• _WORK INSTRUCTION_: The goal is to restate all of the records below word for word.

Stored data entries
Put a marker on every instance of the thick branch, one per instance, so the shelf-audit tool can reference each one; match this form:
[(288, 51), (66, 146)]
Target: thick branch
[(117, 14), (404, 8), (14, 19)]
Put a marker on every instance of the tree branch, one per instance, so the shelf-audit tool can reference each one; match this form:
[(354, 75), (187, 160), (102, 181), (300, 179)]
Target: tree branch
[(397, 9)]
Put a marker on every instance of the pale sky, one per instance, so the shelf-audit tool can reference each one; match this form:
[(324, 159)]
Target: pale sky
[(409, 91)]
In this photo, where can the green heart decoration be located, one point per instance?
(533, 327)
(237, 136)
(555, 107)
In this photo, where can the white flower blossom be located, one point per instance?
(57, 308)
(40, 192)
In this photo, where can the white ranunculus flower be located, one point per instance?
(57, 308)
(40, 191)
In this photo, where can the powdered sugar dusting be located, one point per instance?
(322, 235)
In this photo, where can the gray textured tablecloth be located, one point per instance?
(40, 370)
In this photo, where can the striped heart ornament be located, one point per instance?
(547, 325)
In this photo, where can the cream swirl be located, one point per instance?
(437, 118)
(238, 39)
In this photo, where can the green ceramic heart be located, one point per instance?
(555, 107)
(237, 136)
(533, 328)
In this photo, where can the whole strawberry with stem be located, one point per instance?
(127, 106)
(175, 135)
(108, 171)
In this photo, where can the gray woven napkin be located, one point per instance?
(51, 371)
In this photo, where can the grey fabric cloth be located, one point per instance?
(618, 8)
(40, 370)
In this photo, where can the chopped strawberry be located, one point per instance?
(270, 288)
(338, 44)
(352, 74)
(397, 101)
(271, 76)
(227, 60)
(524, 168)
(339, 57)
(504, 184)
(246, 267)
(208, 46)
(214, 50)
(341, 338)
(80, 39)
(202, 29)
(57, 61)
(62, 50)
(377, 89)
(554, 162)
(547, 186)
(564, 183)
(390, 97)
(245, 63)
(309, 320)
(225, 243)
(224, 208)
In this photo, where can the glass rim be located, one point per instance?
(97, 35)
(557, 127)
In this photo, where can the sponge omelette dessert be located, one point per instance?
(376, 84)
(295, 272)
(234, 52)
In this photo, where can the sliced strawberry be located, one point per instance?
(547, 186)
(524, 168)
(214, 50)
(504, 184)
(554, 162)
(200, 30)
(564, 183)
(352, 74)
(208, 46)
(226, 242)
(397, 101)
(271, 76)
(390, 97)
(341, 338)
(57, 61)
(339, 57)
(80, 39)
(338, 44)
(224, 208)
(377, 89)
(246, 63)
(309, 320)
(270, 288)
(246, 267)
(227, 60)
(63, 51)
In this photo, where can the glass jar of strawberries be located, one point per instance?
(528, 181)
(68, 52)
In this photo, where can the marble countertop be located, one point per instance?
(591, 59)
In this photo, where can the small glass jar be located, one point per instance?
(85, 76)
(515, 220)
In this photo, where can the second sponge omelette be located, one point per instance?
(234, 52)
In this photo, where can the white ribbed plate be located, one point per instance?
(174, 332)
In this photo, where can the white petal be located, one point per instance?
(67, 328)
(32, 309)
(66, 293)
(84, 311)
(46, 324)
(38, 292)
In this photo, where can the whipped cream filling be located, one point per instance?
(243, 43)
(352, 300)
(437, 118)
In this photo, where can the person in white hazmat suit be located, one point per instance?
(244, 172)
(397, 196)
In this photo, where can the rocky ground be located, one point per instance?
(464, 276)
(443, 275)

• _EXPECTED ANSWER_:
Put a marker on every instance of the thick branch, one per instance, so the shelf-audit tool can reference each one; match this form:
[(288, 51), (66, 146)]
Target: thick branch
[(117, 14), (404, 8), (14, 19)]
Put a marker on every instance of the tree branch, one per instance, so the shelf-audit tool can reference each one; match this form:
[(354, 75), (187, 160), (102, 181), (300, 179)]
Target: tree branch
[(397, 9)]
Put a marker on every instance of the pale sky, one per instance, so the shelf-audit tool can reference each one; match this form:
[(324, 159)]
Target: pale sky
[(409, 91)]
In this photo, where can the green heart decoration be located, one point per instance?
(533, 327)
(237, 136)
(555, 107)
In this photo, where can the white flower blossom be located, one point per instance?
(57, 308)
(40, 192)
In this photo, where can the white ranunculus flower be located, one point per instance?
(57, 308)
(40, 191)
In this photo, where can the powdered sugar dusting be located, one point per instance?
(322, 235)
In this photo, where can the gray textured tablecloth be located, one point per instance?
(40, 370)
In this photo, where can the striped heart ornament be located, one point per instance?
(547, 325)
In this photo, where can the cream swirl be located, one point per instance?
(437, 118)
(238, 39)
In this photo, where can the green ceramic heart be located, one point per instance?
(555, 107)
(237, 136)
(533, 328)
In this photo, where can the whole strawberry with stem be located, one point per instance?
(127, 106)
(175, 135)
(108, 171)
In this photo, where can the gray woven napkin be located, one point per instance?
(51, 371)
In this photo, where can the grey fabric cloth be located, one point per instance?
(618, 8)
(40, 370)
In this photo, where can the chopped strawberry be located, one point per instance?
(270, 288)
(338, 44)
(352, 74)
(397, 101)
(271, 76)
(227, 60)
(524, 168)
(339, 57)
(504, 184)
(246, 267)
(208, 46)
(214, 50)
(341, 338)
(80, 39)
(202, 29)
(57, 61)
(62, 50)
(377, 89)
(554, 162)
(547, 186)
(564, 183)
(390, 97)
(245, 63)
(309, 320)
(225, 243)
(224, 208)
In this photo, where can the glass rim be located, one point per instance?
(97, 35)
(557, 127)
In this photo, where can the sponge omelette dessert be located, one point per instance?
(376, 84)
(295, 272)
(234, 52)
In this photo, where can the sliced strawberry be located, one point per instance?
(547, 186)
(524, 168)
(214, 50)
(504, 184)
(554, 162)
(200, 30)
(564, 183)
(352, 74)
(208, 46)
(226, 242)
(397, 101)
(271, 76)
(390, 97)
(341, 338)
(57, 61)
(339, 57)
(80, 39)
(338, 44)
(224, 208)
(377, 89)
(246, 63)
(309, 320)
(270, 288)
(246, 267)
(227, 60)
(63, 51)
In this photo, where can the glass jar of strawberries be located, one point per instance?
(528, 181)
(68, 52)
In this photo, where can the marble countertop be located, one point per instance?
(591, 59)
In this photo, where can the small glass jar be located, one point per instance?
(85, 76)
(515, 220)
In this photo, where can the second sponge omelette be located, one point per instance?
(234, 52)
In this photo, where can the white ribbed plate be located, one point per instance?
(174, 332)
In this photo, where can the white petal be located, one point per instance?
(67, 328)
(32, 309)
(66, 293)
(84, 311)
(46, 324)
(38, 292)
In this photo, where can the whipped cream filling be located, one point per instance?
(243, 43)
(352, 300)
(437, 118)
In this photo, where can the person in white hazmat suit be located, one point per instance?
(244, 172)
(397, 196)
In this photo, where can the rocky ground be located, one point per instance?
(464, 276)
(443, 275)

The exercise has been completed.